Brief:
Without the pictures, return all of the material exactly as written.

Stored data entries:
********************
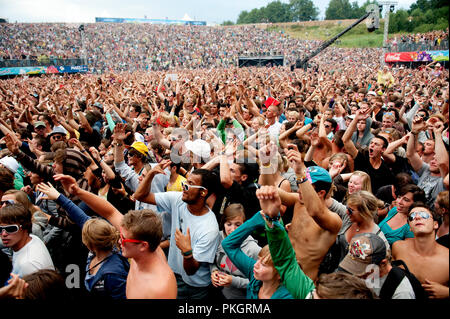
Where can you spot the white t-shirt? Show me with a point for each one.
(204, 232)
(274, 129)
(32, 257)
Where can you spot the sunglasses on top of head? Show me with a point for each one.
(7, 202)
(10, 229)
(186, 186)
(421, 214)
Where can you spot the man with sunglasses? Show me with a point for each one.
(57, 135)
(194, 234)
(29, 252)
(424, 257)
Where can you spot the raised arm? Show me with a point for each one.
(440, 151)
(414, 158)
(314, 205)
(347, 137)
(98, 204)
(143, 192)
(281, 250)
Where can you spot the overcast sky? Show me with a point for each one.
(211, 11)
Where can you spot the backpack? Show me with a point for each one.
(394, 278)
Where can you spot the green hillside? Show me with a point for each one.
(323, 30)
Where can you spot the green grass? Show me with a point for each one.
(358, 37)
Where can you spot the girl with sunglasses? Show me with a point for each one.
(106, 268)
(358, 216)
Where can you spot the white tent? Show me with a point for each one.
(187, 17)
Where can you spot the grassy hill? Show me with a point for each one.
(323, 30)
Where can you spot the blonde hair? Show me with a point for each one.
(98, 234)
(338, 156)
(443, 200)
(266, 257)
(367, 184)
(366, 204)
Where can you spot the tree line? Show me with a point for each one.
(422, 16)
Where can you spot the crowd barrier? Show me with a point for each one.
(43, 70)
(417, 56)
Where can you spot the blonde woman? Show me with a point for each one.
(106, 268)
(358, 216)
(357, 181)
(224, 273)
(38, 218)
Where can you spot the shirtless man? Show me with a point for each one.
(425, 258)
(314, 228)
(150, 276)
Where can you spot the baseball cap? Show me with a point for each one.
(98, 105)
(364, 249)
(10, 163)
(58, 130)
(271, 101)
(140, 147)
(199, 147)
(317, 173)
(39, 123)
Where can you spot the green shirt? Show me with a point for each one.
(283, 256)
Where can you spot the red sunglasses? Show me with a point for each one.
(126, 240)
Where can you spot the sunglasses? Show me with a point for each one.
(186, 186)
(421, 214)
(131, 154)
(57, 137)
(7, 202)
(350, 211)
(127, 240)
(10, 229)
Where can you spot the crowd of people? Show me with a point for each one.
(222, 182)
(433, 40)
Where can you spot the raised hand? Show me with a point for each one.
(418, 125)
(119, 133)
(182, 241)
(95, 153)
(68, 182)
(295, 158)
(48, 189)
(15, 288)
(269, 200)
(11, 144)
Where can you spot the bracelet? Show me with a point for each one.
(187, 253)
(272, 219)
(301, 180)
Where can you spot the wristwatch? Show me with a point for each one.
(272, 219)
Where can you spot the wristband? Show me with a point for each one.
(272, 219)
(187, 253)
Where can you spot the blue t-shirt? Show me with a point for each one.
(398, 234)
(204, 232)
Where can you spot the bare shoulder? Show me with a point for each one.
(399, 246)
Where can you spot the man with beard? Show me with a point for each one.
(424, 257)
(194, 231)
(369, 160)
********************
Answer:
Where can you spot the white t-shirt? Show me with a point for each one.
(204, 232)
(274, 129)
(32, 257)
Where can you spot the sunglasses on top of head? Show me with a point for each one.
(7, 202)
(10, 229)
(186, 186)
(421, 214)
Where can you spot the man with sunglasses? Show me with a point for each one.
(57, 135)
(194, 234)
(29, 252)
(424, 257)
Where can you spot the raised arm? Show me with a point for each one.
(440, 151)
(414, 158)
(314, 205)
(347, 137)
(98, 204)
(143, 192)
(281, 250)
Where can you spot the overcast sky? Show me with a point for each one.
(211, 11)
Where can you spot the backpack? Show me with a point for each one.
(394, 278)
Where can you spot the green hillside? Show me with a point for each one.
(323, 30)
Where can you spot the green grass? Show me with a point for each one.
(358, 37)
Where can you spot the girl with sunglasses? Show me with a point for each one.
(106, 268)
(358, 216)
Where can you spot the white tent? Show me with a point for each one.
(187, 17)
Where can you spot the grassy hill? Show me with a point for each one.
(323, 30)
Where can you spot the blonde hair? Show me with a point for each one.
(98, 234)
(338, 156)
(443, 200)
(266, 257)
(367, 184)
(366, 204)
Where can you spot the tree line? Show me with a point for each one.
(422, 16)
Where can you spot the crowd barrier? Show me with a point for each one.
(43, 70)
(417, 56)
Where can you spot the blonde woman? Show me with a point for each one.
(106, 268)
(358, 216)
(357, 181)
(224, 273)
(38, 218)
Where can you spot the shirtless man? Show me with a point for each one.
(425, 258)
(314, 228)
(150, 276)
Where can you spot the baseball cap? Show me with a point for each one.
(98, 105)
(364, 249)
(10, 163)
(58, 130)
(271, 101)
(140, 147)
(199, 147)
(317, 173)
(39, 123)
Where can you spot the green shirt? Show me with a point for each one.
(283, 256)
Where can you spot the red sunglasses? Show me with a point for each one.
(126, 240)
Where can you spot the sunglasses? Show me with a point for each one.
(186, 186)
(421, 214)
(131, 154)
(57, 137)
(7, 202)
(350, 211)
(127, 240)
(10, 229)
Where can you spot the crowd of people? Show me with a point for each one.
(222, 182)
(433, 40)
Where can you spot the raised hand? Show me with a point for each one.
(418, 125)
(119, 133)
(182, 241)
(95, 153)
(68, 182)
(295, 158)
(48, 189)
(15, 288)
(269, 200)
(11, 144)
Where can you spot the bracelet? Show me with a point for each one.
(187, 253)
(272, 219)
(301, 180)
Where can you spot the wristwatch? Show me with a point for each one.
(272, 219)
Where can you spot the wristband? Show me with a point for each one.
(272, 219)
(187, 253)
Where can you spot the blue t-shirt? Show me with a point for each one.
(398, 234)
(204, 232)
Where can you spot the bare shoulder? Show me with a point for each one.
(399, 246)
Where can you spot the man with beard? Show me with a point for each one.
(424, 257)
(194, 231)
(369, 160)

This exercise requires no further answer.